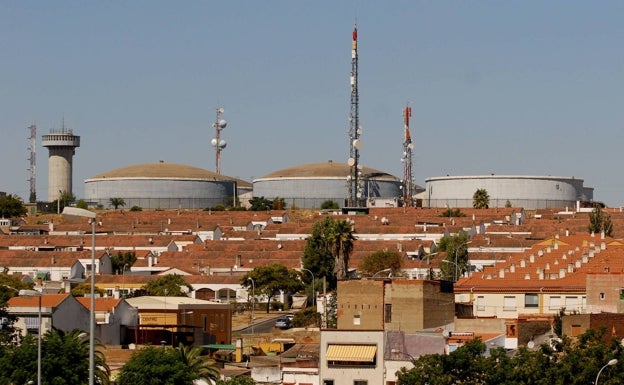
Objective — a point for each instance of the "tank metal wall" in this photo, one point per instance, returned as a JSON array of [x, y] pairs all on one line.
[[311, 193], [161, 193], [528, 192]]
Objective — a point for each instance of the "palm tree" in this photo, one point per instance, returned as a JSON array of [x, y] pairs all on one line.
[[340, 236], [481, 199], [116, 202], [201, 367]]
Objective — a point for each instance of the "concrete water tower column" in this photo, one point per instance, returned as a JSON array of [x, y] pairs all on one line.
[[62, 147]]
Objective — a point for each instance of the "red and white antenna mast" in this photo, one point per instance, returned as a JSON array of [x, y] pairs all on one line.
[[218, 143], [355, 130], [408, 176], [32, 161]]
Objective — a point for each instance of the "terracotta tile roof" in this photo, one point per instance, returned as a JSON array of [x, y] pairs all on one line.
[[47, 300]]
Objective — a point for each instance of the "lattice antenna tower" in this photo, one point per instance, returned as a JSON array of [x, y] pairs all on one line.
[[355, 130], [218, 143], [408, 146], [32, 163]]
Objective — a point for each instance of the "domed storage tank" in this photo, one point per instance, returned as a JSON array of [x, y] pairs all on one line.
[[161, 186], [309, 185], [530, 192]]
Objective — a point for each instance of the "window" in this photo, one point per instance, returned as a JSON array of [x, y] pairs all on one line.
[[531, 300], [572, 303], [480, 303], [509, 303], [555, 303]]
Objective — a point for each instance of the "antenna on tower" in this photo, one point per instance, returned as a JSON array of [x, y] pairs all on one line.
[[218, 143], [32, 161], [355, 130], [408, 177]]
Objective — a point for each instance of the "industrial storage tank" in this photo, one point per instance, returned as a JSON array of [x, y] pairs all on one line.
[[530, 192], [309, 185], [162, 186]]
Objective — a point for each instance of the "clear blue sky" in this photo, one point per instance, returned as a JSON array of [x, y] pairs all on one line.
[[504, 87]]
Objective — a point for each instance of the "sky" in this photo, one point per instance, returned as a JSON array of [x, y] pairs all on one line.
[[495, 87]]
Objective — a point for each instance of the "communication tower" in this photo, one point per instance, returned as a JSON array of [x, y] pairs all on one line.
[[62, 148], [32, 164], [218, 143], [355, 130], [408, 176]]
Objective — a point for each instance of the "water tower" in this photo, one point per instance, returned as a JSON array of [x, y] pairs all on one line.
[[62, 147]]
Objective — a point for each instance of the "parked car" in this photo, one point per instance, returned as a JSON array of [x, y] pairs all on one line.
[[283, 323]]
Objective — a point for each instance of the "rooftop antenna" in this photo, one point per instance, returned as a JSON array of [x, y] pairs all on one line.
[[32, 163], [355, 130], [408, 177], [218, 143]]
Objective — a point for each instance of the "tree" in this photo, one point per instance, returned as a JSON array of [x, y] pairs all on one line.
[[123, 260], [480, 199], [270, 280], [12, 206], [240, 380], [201, 367], [329, 205], [117, 202], [599, 222], [64, 360], [341, 238], [456, 258], [260, 204], [172, 285], [317, 253], [382, 260], [155, 366]]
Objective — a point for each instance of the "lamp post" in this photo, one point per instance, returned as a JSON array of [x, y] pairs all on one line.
[[123, 280], [610, 363], [313, 287], [75, 211], [381, 271], [34, 293], [253, 300]]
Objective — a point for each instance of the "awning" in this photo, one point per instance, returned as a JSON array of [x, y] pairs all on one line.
[[351, 353]]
§ §
_EXERCISE DESCRIPTION:_ Please make an exact copy of the records, leaving out any picture.

_EXERCISE ANSWER:_
Objective — a point for each instance of the "tank metal wall" in this photo, one point per instance, returned as a JSON array of [x, y] pairs all on one line.
[[311, 193], [161, 193], [528, 192]]
Objective — a point for each instance of the "palm tree" in this photo, one point per instance, returned as a JSON array of [x, y] pairs all on one line.
[[340, 236], [481, 199], [116, 202], [201, 367]]
Objective — a point for each instance of the "concrete water tower column" in this photo, one point per instance, returned as a JSON array of [x, y] pairs all on one line.
[[62, 147]]
Objective — a point for each instance of the "red and white antenna mast" in this photo, one point per instance, returned as a JSON array of [x, y] pairs all on one line.
[[218, 143], [355, 130], [408, 176], [32, 161]]
Objective — a point for each instance of the "terracotta tile roof" in this photo, one point per instance, returned as a JSON array of [x, y] pairs all on one line.
[[47, 300]]
Objective — a point for each instance of the "lattice antenna tower" in this photo, one point per instance, returned as a JSON array of [x, y] pairs all on one line.
[[355, 130], [218, 143], [408, 146], [32, 163]]
Objective — a point for each instance of the "domed storage tank" in this photo, one point per instance, returned as a JSON array of [x, y] pairs all on one line.
[[161, 186], [309, 185], [530, 192]]
Objective — a point for each instance of the "window" in this photo, one point per instance, returned as a JSON array of [x, y] pairs all on one line.
[[531, 300], [572, 303], [480, 303], [509, 303], [555, 303]]
Objective — a point for each instance of the "antenna on tower" in this photo, one point per instance, returned as a JSON array of [x, y] pairs all on one line.
[[218, 143], [32, 161], [355, 130], [408, 177]]
Objective — a point for each instance of the "industrial storage tank" in this photo, one point per instance, returned as a JSON array of [x, y] pairs all on one line.
[[530, 192], [309, 185], [162, 186]]
Objective — a point for each instance of the "clear blue sky" in this photo, one point per instance, returned as a JSON array of [x, y] pairs all on one line.
[[504, 87]]
Objective — a point for each instance of the "sky" in this photo, one point per instance, returned as a JSON array of [x, y] pairs all on one line.
[[495, 87]]
Objective — a point for each instance of the "communication tower" in this photo, one point per instance, returned as a JSON array of [x, y] pairs all on one line.
[[62, 148], [32, 164], [218, 143], [355, 130], [408, 176]]
Objective — a point for each instance of the "water tower" in this photo, one point per instance, returned as a JSON array of [x, y] pairs all on one line.
[[62, 147]]
Objective — a point for each instance of the "parked car" in this photo, one point per instance, returned as a JSON array of [x, y] pairs all on one line.
[[283, 323]]
Objective — a point for each instance of the "rooftop antenna" in this photo, one point per instance, returned as a JSON array of [x, y] pairs all on one line.
[[32, 163], [355, 130], [408, 177], [218, 143]]
Objective — a point for each instance of the "tree" in this photo, one point per instance, returned as a JSON array of [x, y] pairs all on one line.
[[123, 260], [480, 199], [270, 280], [12, 206], [240, 380], [201, 367], [329, 205], [117, 202], [599, 222], [64, 360], [341, 238], [456, 258], [260, 204], [172, 285], [317, 253], [382, 260], [155, 366]]
Objective — a point for each instance of the "lamp post" in this photo, one point per instance, returned as a JSON array of [x, y] pairs all on one line.
[[123, 280], [610, 363], [313, 287], [75, 211], [381, 271], [34, 293], [253, 300]]
Objective — a point for each instance of the "awning" in this photo, one point per instance, returned as a JSON array of [x, y] pairs all on one line.
[[351, 353]]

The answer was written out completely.